_Testo estratto_:
───

Meccanismo di giustificazione che potremmo riscontrare anche nel ricorso continuo, da parte della comunicazione, al “live” o al “reality” (tv, ma anche social), strumenti che rafforzano nel pubblico l’idea di essere immersi fino al collo in una “naturale” incongruenza della realtà, incongruenza che, tuttavia, abbiamo riscontrato essere già stata appiattita da una visione univoca e preconfezionata da parte dei media, al fine di incontrare i gusti di un numero sempre maggiore di individui.
La conseguenza diretta è che il pubblico non possa far altro che continuare, in modo naturale, a navigare in un mare magnum di confusione, impotente davanti a una tale vastità e varietà delle cose, perché d’altronde la realtà, e dunque la vita, sono così.
La comunicazione distruggi gabbane
La comunicazione, poi, non lavora solo sulla massa, ma opera anche sulle singole entità che la compongono. Da sempre la comunicazione concentra gran parte delle sue energie sull’analisi delle esigenze dei singoli individui, al fine di poterne prevedere i desideri, soddisfarli e crearne di nuovi. Può essere utile, in merito, tenere sempre a mente The Century of the Self (2002) di Adam Curtis e ricordarsi quanto sia importante per il capitalismo stesso plasmare i desideri di ogni singolo individuo.
Nell’analisi e nel modellamento costante dei desideri del singolo, Perniola vede non solo una facile manipolazione degli stessi, ma soprattutto il pericolo di un progressivo sgretolamento di ogni sicurezza da parte di chi li nutre: «Una volta l’espressione voltagabbana si applicava a coloro che cambiavano opinione con leggerezza […], il loro comportamento per quanto biasimato, talora era momentaneamente efficace, ma alla lunga risultava penalizzante. Nella comunicazione non c’è più una gabbana, ma soltanto un voltare e rivoltare incessante che volatilizza e dissolve la gabbana».55Ivi, p. 109.
Il risultato, o forse dovremmo dire l’intenzione, sembra essere quella di generare, così facendo, un pubblico confuso, malleabile e “incavo”, pronto a essere riempito e indirizzato, all’occorrenza, per vari scopi.

───

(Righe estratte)

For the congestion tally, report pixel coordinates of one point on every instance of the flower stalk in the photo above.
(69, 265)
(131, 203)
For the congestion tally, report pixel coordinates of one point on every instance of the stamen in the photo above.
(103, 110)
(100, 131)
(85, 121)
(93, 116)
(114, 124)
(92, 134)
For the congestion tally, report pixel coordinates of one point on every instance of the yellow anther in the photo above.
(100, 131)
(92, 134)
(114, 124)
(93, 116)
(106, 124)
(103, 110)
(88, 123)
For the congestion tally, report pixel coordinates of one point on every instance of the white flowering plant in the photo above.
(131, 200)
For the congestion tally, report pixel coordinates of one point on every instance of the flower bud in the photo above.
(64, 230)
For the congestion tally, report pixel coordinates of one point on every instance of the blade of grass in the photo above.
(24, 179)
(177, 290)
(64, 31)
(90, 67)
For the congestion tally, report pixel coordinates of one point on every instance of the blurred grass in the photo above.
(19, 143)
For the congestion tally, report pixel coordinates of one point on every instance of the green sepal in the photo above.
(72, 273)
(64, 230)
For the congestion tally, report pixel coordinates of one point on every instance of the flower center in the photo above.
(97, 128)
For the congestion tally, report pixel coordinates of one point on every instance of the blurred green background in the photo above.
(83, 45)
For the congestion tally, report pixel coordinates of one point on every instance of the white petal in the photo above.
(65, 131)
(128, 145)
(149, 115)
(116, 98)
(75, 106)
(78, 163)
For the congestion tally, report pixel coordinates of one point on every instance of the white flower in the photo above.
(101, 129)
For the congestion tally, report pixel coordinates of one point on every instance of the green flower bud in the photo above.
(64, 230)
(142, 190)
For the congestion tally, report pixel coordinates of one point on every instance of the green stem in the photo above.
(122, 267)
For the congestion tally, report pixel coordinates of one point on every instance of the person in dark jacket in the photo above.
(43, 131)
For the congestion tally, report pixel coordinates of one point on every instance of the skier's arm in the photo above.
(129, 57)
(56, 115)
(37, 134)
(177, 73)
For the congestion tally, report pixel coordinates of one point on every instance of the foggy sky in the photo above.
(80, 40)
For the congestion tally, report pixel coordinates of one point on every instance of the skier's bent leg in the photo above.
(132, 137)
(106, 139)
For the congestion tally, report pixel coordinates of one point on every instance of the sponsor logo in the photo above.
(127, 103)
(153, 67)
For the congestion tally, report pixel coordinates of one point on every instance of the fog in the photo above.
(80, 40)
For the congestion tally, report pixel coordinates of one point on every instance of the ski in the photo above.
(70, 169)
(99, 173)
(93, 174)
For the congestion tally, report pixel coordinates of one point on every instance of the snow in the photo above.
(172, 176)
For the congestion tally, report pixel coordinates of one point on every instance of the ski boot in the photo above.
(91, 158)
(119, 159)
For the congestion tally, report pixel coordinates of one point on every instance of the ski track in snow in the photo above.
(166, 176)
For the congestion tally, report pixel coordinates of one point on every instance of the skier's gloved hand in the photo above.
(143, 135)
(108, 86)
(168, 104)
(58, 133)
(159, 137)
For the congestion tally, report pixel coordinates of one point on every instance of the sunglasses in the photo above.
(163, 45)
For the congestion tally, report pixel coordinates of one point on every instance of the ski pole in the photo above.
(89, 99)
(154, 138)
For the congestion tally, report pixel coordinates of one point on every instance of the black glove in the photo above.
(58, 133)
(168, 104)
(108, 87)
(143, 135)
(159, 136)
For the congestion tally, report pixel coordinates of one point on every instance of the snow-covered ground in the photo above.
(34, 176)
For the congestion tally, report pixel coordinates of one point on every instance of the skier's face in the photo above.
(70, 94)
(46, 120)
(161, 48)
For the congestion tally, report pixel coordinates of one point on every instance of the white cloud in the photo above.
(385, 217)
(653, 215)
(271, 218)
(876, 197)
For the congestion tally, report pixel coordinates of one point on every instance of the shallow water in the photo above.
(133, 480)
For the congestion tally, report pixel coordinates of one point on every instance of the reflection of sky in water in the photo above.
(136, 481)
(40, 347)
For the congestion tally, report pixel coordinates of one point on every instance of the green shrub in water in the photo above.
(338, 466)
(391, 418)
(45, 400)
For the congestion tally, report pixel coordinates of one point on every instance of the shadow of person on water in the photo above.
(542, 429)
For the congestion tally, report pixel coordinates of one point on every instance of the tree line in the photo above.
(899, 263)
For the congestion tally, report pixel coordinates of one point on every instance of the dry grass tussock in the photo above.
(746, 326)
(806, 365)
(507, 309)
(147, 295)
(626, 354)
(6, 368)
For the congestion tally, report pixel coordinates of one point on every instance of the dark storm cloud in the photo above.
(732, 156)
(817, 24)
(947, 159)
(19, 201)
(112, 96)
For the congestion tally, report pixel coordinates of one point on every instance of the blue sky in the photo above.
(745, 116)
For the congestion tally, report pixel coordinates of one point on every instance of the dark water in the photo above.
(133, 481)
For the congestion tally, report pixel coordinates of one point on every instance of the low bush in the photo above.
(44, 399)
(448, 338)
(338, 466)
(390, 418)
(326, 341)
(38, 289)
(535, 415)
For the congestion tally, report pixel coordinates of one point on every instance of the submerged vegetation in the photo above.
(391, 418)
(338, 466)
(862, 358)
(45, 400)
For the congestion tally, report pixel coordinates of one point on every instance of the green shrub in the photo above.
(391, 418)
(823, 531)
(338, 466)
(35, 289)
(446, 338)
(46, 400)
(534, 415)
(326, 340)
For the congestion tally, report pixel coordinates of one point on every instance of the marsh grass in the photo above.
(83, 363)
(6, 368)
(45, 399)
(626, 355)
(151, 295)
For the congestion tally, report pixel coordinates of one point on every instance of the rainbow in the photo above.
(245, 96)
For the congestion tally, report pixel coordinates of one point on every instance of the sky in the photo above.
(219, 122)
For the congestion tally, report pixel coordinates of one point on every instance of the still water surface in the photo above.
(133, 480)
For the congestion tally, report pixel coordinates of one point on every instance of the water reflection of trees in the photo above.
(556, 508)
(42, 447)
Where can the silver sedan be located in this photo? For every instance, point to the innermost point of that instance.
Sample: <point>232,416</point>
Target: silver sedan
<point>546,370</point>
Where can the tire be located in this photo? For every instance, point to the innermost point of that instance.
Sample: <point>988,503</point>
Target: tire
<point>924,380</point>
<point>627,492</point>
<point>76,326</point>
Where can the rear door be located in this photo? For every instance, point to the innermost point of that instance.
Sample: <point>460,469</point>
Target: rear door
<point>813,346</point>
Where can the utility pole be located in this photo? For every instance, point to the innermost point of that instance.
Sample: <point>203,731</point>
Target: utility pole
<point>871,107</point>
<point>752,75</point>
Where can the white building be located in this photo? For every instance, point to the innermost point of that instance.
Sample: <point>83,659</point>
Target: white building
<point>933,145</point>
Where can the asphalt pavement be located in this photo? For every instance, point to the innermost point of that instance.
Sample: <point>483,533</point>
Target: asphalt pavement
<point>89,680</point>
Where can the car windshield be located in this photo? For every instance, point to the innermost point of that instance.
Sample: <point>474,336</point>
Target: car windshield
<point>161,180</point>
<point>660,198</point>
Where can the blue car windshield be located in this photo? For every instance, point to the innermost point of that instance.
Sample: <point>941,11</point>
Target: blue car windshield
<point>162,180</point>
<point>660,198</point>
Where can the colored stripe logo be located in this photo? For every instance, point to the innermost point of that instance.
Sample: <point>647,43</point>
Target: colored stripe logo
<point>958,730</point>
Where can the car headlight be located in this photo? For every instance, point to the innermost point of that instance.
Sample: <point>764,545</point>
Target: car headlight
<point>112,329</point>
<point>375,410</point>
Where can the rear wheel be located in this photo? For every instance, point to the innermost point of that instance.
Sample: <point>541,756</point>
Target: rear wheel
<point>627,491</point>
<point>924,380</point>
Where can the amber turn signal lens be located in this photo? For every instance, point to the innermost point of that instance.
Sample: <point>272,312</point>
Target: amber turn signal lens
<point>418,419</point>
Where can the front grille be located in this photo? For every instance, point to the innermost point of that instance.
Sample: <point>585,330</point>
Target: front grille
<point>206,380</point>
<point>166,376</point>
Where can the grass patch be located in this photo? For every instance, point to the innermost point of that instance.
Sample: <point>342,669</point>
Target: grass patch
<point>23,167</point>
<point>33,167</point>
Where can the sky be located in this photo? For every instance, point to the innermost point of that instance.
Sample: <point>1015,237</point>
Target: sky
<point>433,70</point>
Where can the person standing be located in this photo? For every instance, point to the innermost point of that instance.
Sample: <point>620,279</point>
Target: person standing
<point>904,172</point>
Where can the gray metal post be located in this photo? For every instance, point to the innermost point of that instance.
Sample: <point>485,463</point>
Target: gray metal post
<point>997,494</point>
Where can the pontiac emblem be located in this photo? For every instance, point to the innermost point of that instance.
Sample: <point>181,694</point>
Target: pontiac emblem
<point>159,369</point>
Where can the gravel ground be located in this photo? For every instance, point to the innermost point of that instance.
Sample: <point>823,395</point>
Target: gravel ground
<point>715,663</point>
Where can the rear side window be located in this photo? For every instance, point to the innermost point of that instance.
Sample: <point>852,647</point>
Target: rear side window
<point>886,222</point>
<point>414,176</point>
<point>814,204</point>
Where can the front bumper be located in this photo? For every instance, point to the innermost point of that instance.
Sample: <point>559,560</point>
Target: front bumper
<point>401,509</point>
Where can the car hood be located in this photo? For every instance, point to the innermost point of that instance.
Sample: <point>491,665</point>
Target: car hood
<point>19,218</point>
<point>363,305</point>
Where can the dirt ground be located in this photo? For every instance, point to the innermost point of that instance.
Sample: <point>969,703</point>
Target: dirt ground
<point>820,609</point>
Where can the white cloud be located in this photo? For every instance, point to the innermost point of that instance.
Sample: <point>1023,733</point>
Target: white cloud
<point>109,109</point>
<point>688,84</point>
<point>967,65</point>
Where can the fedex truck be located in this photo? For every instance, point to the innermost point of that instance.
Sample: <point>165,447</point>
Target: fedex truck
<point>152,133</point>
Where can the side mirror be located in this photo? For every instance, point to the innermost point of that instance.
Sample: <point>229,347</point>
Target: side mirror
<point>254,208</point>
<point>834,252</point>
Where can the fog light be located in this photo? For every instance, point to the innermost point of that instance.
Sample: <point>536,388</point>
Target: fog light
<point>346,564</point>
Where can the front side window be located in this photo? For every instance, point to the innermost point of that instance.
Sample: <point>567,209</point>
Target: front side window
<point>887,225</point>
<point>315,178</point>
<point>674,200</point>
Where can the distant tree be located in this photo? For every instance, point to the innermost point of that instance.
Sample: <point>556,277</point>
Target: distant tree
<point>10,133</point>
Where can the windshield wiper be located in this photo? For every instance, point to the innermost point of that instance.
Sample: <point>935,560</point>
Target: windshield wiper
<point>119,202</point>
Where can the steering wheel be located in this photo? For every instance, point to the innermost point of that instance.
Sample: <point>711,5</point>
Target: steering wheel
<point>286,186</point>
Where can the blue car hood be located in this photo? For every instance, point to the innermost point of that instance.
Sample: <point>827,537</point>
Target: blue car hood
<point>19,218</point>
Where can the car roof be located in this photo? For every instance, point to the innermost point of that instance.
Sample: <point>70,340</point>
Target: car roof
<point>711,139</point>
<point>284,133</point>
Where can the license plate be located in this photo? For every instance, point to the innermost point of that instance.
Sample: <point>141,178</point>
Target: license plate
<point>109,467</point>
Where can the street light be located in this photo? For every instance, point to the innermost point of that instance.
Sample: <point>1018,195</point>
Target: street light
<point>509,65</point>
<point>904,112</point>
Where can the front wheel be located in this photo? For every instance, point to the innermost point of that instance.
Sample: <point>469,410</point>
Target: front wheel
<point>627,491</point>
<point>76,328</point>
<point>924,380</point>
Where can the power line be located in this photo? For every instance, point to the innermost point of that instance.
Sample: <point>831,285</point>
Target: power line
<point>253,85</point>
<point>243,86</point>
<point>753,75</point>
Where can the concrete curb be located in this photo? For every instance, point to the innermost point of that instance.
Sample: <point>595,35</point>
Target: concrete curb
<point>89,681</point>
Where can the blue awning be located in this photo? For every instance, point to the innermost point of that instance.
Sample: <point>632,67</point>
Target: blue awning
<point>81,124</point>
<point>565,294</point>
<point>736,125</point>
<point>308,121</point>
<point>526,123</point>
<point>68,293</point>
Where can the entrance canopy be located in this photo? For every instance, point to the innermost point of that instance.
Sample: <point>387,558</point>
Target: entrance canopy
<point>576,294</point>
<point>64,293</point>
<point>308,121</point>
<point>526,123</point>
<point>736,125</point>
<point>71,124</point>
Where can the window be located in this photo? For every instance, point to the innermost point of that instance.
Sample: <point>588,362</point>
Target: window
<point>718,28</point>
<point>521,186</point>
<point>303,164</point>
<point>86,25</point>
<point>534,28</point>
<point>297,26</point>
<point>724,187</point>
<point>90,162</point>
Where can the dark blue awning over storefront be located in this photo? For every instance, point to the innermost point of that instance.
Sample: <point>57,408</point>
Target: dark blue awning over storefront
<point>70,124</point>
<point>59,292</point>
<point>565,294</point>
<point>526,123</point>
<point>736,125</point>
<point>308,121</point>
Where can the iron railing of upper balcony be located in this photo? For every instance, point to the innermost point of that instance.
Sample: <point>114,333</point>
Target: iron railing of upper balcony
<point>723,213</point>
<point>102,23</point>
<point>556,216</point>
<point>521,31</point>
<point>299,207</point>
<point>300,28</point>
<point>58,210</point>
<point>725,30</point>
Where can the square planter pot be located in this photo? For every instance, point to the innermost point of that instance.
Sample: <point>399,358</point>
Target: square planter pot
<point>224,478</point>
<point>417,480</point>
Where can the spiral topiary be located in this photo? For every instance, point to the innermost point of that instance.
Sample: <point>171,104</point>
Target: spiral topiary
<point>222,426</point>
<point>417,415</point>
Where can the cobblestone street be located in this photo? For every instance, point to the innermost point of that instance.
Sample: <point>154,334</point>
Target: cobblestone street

───

_Compiti assegnati_:
1. Inserisci in un CSV a due colonne, "testo" e "risposta", soltanto le righe estratte che vanno da quella contenente "Where can the rear side" fino a quella contenente "<point>814,204</point>", entrambe comprese. Metti in ogni riga del CSV un testo e la sua risposta, ciascuno in un solo campo tra virgolette e con gli a capo sostituiti da spazi.
2. Scrivi il seguito del testo sulla comunicazione e il suo pubblico, a partire dall'ultima frase riportata.

_Soluzioni dell'esercizio_:
1.
testo,risposta
"Where can the rear side window be located in this photo? For every instance, point to the innermost point of that instance. Sample: <point>852,647</point> Target: rear side window","<point>886,222</point> <point>414,176</point> <point>814,204</point>"

2.
Contro la strumentalizzazione
Approfondiamo i rischi e le effettive conseguenze di una strumentalizzazione mediatica sul nostro senso critico, o persino sulla nostra salute mentale e fisica. Per farlo prendiamo in analisi due libri scritti di recente in contesti molto distanti da loro ma per certi versi simili: Populismo Digitale. La crisi, la rete e la nuova destra (2017) di Alessandro Dal Lago e Kill all Normies (2017) di Angela Nagle.
Dibattito pubblico (quel che resta del)
Lo studio di Dal Lago si focalizza soprattutto sui meccanismi populisti messi in atto dalla politica (a suo parere soprattutto da quella di destra) all’interno di social network e altre piattaforme online d’informazione di massa. Nella sua analisi, i social network appaiono come un terreno estremamente fertile per il germogliare di un populismo semplicistico che solleva le masse in favore di una o dell’altra questione politica e/o sociale, usando odio e livore immotivato quali carburanti di ogni discussione.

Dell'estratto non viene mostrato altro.